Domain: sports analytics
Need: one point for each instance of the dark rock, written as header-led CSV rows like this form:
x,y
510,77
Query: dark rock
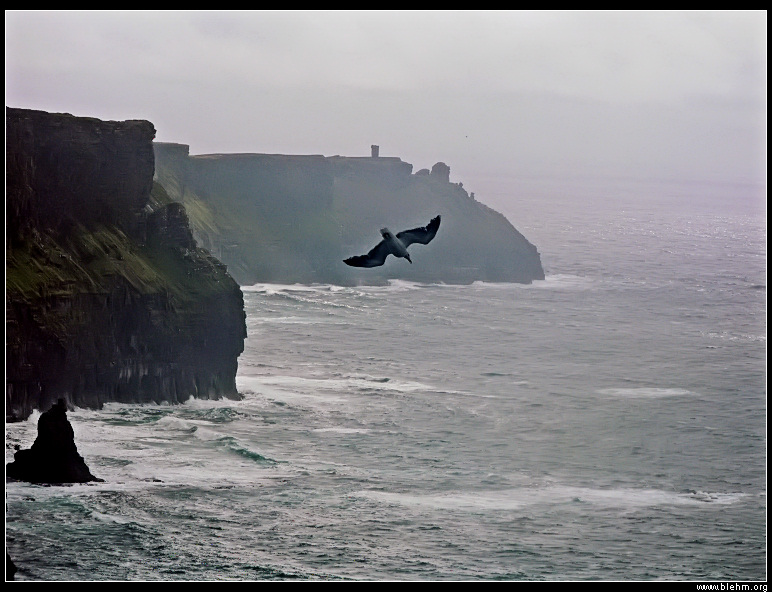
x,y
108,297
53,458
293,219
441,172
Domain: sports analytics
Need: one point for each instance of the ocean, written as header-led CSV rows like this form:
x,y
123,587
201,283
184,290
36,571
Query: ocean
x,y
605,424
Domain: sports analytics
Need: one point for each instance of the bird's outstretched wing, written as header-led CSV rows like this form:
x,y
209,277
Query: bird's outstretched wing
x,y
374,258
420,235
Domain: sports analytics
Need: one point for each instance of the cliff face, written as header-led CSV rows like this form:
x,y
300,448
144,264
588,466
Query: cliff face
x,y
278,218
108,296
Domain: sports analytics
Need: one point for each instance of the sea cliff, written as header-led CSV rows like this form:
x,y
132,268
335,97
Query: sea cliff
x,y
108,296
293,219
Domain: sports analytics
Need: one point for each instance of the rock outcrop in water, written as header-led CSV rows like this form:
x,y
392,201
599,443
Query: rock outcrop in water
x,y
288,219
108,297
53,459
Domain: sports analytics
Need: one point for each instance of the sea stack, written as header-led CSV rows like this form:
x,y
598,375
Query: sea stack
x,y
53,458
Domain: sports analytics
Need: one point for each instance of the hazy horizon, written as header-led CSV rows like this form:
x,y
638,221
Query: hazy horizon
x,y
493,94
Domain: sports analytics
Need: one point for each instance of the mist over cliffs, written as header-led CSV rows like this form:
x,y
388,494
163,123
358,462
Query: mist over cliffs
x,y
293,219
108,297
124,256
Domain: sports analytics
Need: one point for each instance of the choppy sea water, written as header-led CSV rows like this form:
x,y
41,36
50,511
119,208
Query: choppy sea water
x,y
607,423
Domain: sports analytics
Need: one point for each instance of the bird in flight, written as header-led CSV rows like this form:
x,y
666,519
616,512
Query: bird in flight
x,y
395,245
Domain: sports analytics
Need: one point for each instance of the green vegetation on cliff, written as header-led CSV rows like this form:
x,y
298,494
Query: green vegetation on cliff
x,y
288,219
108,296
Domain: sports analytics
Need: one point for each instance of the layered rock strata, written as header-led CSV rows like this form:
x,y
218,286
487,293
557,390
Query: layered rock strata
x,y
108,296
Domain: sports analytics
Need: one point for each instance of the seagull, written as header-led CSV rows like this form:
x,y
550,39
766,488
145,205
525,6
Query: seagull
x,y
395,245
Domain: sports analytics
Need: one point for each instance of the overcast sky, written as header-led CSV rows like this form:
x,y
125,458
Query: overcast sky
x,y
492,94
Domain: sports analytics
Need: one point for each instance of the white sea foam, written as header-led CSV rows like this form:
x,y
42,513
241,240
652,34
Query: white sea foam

┄┄┄┄┄┄

Exercise requirements
Write out each line exactly, starting with the line that contains "Need: one point for each instance of the white" and stopping after the last line of the data.

Answer to this problem
Need: one point for each instance of the white sea foam, written as header-led CSV rows like this form:
x,y
42,513
241,240
652,34
Query: white sea foam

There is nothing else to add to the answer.